▶ Objetivo: Traduzca al inglés la siguiente oración del pasaje seleccionado sobre Kenji Mizoguchi: «De las 85 películas que filmó, sólo sobreviven 31.»

Principal RADAR NO Turismo Libros Futuro CASH Sátira
 




Vale decir


Volver

 

La luz de una estrella lejana

Debutó en los tiempos del cine mudo y murió en 1956. De las 85 películas que filmó, sólo sobreviven 31. Maestro absoluto del melodrama, Godard, Fassbinder y Tarkovski reconocieron deberle todo o casi todo. Sin embargo, el nombre de Kenji Mizoguchi era un secreto entre iniciados en la Argentina, cosa que se paliará con el ciclo de doce de sus mejores films que se proyectará en la Lugones entre el martes 7 y el domingo 19 de agosto.

▶ Registros sin procesar:
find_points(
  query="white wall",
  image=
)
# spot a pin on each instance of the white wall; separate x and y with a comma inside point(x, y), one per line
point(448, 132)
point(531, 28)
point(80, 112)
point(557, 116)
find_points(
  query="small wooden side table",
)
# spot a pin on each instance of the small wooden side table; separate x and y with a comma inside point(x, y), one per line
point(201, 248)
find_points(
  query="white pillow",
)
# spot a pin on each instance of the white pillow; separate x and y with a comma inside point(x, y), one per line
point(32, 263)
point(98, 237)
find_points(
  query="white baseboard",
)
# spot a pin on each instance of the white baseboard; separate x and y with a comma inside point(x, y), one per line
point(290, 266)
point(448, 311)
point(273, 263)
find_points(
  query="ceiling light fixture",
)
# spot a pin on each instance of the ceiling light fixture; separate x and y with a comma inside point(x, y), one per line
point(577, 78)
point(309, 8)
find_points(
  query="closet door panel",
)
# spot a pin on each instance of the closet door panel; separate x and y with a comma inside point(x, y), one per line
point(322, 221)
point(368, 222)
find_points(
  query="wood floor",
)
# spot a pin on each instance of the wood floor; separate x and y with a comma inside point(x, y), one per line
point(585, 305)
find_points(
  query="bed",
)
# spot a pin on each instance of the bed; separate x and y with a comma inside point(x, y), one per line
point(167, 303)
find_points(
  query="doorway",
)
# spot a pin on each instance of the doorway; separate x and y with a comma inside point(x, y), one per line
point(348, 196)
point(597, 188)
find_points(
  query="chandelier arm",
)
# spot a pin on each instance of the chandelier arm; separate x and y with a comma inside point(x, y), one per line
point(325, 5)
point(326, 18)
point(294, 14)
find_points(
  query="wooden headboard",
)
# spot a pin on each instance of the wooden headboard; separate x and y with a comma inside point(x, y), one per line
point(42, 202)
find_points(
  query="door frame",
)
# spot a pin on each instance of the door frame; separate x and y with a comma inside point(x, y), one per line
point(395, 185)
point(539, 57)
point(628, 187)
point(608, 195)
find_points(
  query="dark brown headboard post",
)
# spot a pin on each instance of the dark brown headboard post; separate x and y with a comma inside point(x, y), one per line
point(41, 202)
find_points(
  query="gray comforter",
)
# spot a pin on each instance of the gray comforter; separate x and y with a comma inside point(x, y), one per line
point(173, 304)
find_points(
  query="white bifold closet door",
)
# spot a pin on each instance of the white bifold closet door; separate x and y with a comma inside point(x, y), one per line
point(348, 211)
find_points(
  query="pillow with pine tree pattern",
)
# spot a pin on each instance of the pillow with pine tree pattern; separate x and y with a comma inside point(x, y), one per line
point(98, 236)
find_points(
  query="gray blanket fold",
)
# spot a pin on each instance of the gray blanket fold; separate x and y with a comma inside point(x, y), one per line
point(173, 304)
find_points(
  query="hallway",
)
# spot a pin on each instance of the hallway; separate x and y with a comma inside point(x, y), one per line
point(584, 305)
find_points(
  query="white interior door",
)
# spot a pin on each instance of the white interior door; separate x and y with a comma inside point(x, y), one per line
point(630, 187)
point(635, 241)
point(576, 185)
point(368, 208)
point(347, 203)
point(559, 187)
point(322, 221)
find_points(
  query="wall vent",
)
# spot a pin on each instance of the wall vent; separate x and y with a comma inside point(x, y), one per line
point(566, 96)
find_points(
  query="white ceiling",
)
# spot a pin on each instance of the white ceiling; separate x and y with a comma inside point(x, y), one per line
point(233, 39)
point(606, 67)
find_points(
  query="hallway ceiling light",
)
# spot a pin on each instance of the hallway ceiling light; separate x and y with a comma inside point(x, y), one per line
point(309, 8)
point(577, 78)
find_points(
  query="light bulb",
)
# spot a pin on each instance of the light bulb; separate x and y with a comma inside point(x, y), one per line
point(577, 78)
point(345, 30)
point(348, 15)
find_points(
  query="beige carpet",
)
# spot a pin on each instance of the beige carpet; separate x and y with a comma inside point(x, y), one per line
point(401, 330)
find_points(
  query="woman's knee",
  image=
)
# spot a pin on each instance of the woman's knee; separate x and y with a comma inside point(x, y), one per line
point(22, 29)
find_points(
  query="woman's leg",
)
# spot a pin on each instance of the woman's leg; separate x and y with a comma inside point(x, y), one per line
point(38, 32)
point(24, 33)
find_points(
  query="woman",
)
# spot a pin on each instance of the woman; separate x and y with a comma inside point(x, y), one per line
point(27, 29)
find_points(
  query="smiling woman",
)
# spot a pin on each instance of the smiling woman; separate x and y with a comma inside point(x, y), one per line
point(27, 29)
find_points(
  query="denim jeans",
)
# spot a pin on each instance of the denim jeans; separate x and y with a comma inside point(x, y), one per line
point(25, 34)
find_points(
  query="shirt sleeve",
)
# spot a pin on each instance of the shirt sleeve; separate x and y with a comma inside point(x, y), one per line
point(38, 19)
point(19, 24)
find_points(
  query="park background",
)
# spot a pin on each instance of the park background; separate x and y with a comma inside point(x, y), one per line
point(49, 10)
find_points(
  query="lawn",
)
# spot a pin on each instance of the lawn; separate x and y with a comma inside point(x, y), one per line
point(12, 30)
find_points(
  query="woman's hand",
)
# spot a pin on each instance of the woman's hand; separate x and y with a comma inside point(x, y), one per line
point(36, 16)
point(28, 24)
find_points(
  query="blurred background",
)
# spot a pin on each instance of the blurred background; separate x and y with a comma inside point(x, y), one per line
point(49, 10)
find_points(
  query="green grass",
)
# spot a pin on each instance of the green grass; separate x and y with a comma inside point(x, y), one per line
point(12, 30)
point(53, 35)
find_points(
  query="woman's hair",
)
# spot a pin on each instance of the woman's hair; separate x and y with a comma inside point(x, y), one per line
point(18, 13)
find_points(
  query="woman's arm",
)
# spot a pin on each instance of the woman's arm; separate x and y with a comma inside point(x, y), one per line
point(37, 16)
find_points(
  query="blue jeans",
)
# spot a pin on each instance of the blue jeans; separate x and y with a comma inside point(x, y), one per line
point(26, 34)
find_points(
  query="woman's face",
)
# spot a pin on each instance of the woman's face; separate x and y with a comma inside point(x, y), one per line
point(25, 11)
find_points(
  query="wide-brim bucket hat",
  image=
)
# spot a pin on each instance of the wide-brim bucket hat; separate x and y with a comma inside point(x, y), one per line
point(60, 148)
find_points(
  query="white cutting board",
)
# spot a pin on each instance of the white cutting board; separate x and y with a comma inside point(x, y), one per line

▶ Resultado obtenido: Of the 85 films he made, only 31 survive.